__Work instruction__
Restate all entries exactly.

__Available records__

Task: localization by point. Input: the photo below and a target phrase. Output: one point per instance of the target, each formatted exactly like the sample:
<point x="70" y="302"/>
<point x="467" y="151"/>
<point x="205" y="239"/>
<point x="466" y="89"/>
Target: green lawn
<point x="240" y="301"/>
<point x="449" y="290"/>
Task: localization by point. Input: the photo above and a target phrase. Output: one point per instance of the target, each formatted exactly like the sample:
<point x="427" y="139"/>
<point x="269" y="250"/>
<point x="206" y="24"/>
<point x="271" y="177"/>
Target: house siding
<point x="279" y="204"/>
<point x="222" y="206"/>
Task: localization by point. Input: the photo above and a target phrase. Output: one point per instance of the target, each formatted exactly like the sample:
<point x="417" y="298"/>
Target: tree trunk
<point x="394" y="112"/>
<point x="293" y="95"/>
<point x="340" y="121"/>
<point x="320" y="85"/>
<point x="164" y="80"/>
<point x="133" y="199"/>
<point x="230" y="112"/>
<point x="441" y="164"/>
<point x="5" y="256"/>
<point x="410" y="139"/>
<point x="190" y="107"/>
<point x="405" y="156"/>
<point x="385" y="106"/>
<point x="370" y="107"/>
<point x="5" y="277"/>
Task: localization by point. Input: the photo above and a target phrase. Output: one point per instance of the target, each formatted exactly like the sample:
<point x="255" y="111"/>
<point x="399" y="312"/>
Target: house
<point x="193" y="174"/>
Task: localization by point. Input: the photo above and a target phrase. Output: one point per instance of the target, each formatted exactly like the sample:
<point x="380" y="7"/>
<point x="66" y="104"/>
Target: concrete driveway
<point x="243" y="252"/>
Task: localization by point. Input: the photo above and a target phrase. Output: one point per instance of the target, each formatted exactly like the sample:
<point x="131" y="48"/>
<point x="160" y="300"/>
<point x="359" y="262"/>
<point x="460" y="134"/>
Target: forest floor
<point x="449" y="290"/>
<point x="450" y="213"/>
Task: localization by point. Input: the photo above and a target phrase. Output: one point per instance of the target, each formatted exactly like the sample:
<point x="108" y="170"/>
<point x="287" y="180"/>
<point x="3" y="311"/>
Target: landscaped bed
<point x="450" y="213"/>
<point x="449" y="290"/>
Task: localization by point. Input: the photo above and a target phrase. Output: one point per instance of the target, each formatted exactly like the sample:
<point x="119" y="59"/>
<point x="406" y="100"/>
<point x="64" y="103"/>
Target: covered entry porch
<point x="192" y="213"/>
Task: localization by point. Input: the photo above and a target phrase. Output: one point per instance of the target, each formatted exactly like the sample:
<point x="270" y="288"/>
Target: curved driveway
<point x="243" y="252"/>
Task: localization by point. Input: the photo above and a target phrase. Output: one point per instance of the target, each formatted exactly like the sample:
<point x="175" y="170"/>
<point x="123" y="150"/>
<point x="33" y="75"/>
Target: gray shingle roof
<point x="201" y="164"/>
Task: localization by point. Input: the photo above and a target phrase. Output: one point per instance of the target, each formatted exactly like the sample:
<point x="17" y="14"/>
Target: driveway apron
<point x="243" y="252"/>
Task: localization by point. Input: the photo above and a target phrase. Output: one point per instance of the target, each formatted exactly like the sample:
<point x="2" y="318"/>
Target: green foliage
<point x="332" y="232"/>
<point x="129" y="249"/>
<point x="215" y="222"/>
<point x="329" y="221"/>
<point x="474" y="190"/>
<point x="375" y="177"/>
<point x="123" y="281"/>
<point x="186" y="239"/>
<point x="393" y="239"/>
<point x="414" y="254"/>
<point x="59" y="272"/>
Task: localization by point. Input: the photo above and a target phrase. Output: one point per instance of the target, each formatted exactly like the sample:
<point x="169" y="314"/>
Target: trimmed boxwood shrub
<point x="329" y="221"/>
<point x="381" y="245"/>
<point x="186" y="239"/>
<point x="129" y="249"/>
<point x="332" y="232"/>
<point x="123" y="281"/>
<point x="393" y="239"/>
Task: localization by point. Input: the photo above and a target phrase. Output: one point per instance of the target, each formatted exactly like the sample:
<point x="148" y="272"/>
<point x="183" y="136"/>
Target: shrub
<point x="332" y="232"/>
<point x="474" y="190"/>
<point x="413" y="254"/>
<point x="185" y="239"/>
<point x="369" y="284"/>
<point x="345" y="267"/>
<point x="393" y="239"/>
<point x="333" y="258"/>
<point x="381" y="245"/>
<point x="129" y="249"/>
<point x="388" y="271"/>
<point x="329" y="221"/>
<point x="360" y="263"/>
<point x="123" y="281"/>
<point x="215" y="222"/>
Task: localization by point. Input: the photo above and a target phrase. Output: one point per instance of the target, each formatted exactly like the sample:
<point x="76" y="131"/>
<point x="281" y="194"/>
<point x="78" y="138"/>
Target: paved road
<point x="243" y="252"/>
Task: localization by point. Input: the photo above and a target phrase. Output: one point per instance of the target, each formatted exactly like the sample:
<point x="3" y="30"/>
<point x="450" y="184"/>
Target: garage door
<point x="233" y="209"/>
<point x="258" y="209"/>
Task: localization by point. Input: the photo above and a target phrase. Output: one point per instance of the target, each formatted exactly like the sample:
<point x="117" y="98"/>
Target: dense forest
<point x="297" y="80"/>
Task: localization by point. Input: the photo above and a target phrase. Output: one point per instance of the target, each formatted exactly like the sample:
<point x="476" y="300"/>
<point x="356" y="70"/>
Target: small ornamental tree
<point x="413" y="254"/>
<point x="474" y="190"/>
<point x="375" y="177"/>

__Exercise answer__
Task: localization by point. Input: the photo below and a target phrase. Output: one point per instance of the target, each formatted exactly like the sample:
<point x="70" y="302"/>
<point x="467" y="151"/>
<point x="205" y="239"/>
<point x="466" y="89"/>
Target: green lawn
<point x="240" y="301"/>
<point x="449" y="290"/>
Task: localization by point. Input: the photo above and a target phrase. Output: one point per instance of the target, each formatted exactly like the sample:
<point x="427" y="139"/>
<point x="269" y="250"/>
<point x="206" y="24"/>
<point x="271" y="177"/>
Target: house siding
<point x="279" y="204"/>
<point x="222" y="206"/>
Task: localization by point. Input: the photo above and a target phrase. Output: one point per instance of the target, each formatted exactly like the sample:
<point x="417" y="298"/>
Target: tree trunk
<point x="394" y="112"/>
<point x="293" y="95"/>
<point x="340" y="121"/>
<point x="320" y="85"/>
<point x="164" y="80"/>
<point x="133" y="199"/>
<point x="230" y="112"/>
<point x="441" y="164"/>
<point x="5" y="256"/>
<point x="410" y="139"/>
<point x="190" y="107"/>
<point x="405" y="156"/>
<point x="385" y="106"/>
<point x="370" y="107"/>
<point x="5" y="277"/>
Task: localization by point. Input: the photo above and a target phrase. Output: one point per instance of the target, each formatted exactly like the sample:
<point x="255" y="111"/>
<point x="399" y="312"/>
Target: house
<point x="193" y="174"/>
Task: localization by point. Input: the photo above and a target phrase. Output: one point per instance of the target, each formatted exactly like the sample:
<point x="380" y="7"/>
<point x="66" y="104"/>
Target: concrete driveway
<point x="243" y="252"/>
Task: localization by point. Input: the photo above and a target phrase. Output: one point per instance of the target, each formatted exactly like the sample:
<point x="131" y="48"/>
<point x="160" y="300"/>
<point x="359" y="262"/>
<point x="460" y="134"/>
Target: forest floor
<point x="449" y="290"/>
<point x="450" y="213"/>
Task: localization by point. Input: the photo above and a target phrase. Output: one point per instance of the target, each formatted exactly like the sample:
<point x="108" y="170"/>
<point x="287" y="180"/>
<point x="3" y="311"/>
Target: landscaped bed
<point x="450" y="213"/>
<point x="449" y="290"/>
Task: localization by point. Input: the photo above and a target phrase. Output: one point per instance of the target, each formatted exactly like the sample:
<point x="119" y="59"/>
<point x="406" y="100"/>
<point x="64" y="103"/>
Target: covered entry porch
<point x="192" y="213"/>
Task: localization by point. Input: the photo above and a target phrase. Output: one point per instance of the target, each formatted exactly like the sample:
<point x="270" y="288"/>
Target: curved driveway
<point x="243" y="252"/>
Task: localization by point. Input: the photo above and a target phrase. Output: one point per instance of the target, each formatted exactly like the sample:
<point x="175" y="170"/>
<point x="123" y="150"/>
<point x="33" y="75"/>
Target: gray shingle roof
<point x="201" y="164"/>
Task: localization by point. Input: the photo above and a target phrase. Output: one point per instance of the target, each formatted exactly like the sample:
<point x="17" y="14"/>
Target: driveway apron
<point x="243" y="252"/>
Task: localization by point. Input: the photo above and a target phrase. Output: one point per instance of the target, each formatted exactly like the sample:
<point x="2" y="318"/>
Target: green foliage
<point x="332" y="232"/>
<point x="129" y="249"/>
<point x="215" y="222"/>
<point x="329" y="221"/>
<point x="474" y="190"/>
<point x="375" y="177"/>
<point x="123" y="281"/>
<point x="186" y="239"/>
<point x="393" y="239"/>
<point x="414" y="254"/>
<point x="59" y="272"/>
Task: localization by point. Input: the photo above and a target phrase. Output: one point per instance of the target, each formatted exactly like the sample:
<point x="169" y="314"/>
Target: trimmed boxwood shrub
<point x="329" y="221"/>
<point x="381" y="245"/>
<point x="186" y="239"/>
<point x="129" y="249"/>
<point x="332" y="232"/>
<point x="123" y="281"/>
<point x="393" y="239"/>
Task: localization by point. Input: the photo above and a target phrase. Output: one point per instance of the target, each formatted exactly like the sample:
<point x="148" y="272"/>
<point x="183" y="136"/>
Target: shrub
<point x="332" y="232"/>
<point x="474" y="190"/>
<point x="413" y="254"/>
<point x="185" y="239"/>
<point x="369" y="284"/>
<point x="345" y="267"/>
<point x="393" y="239"/>
<point x="333" y="258"/>
<point x="381" y="245"/>
<point x="129" y="249"/>
<point x="388" y="271"/>
<point x="329" y="221"/>
<point x="360" y="263"/>
<point x="123" y="281"/>
<point x="215" y="222"/>
Task: localization by point. Input: the photo above and a target phrase. Output: one point per instance of the target, each formatted exactly like the sample:
<point x="76" y="131"/>
<point x="281" y="194"/>
<point x="78" y="138"/>
Target: paved road
<point x="243" y="252"/>
Task: localization by point. Input: the photo above and a target phrase. Output: one point per instance of the target, each formatted exactly like the sample:
<point x="3" y="30"/>
<point x="450" y="184"/>
Target: garage door
<point x="233" y="209"/>
<point x="258" y="209"/>
Task: localization by point. Input: the photo above and a target phrase. Output: one point per instance of the target, each formatted exactly like the sample:
<point x="117" y="98"/>
Target: dense forest
<point x="297" y="80"/>
Task: localization by point. Input: the photo above and a target phrase. Output: one point per instance of the target, each formatted exactly like the sample:
<point x="476" y="300"/>
<point x="356" y="70"/>
Target: small ornamental tree
<point x="413" y="254"/>
<point x="474" y="190"/>
<point x="375" y="177"/>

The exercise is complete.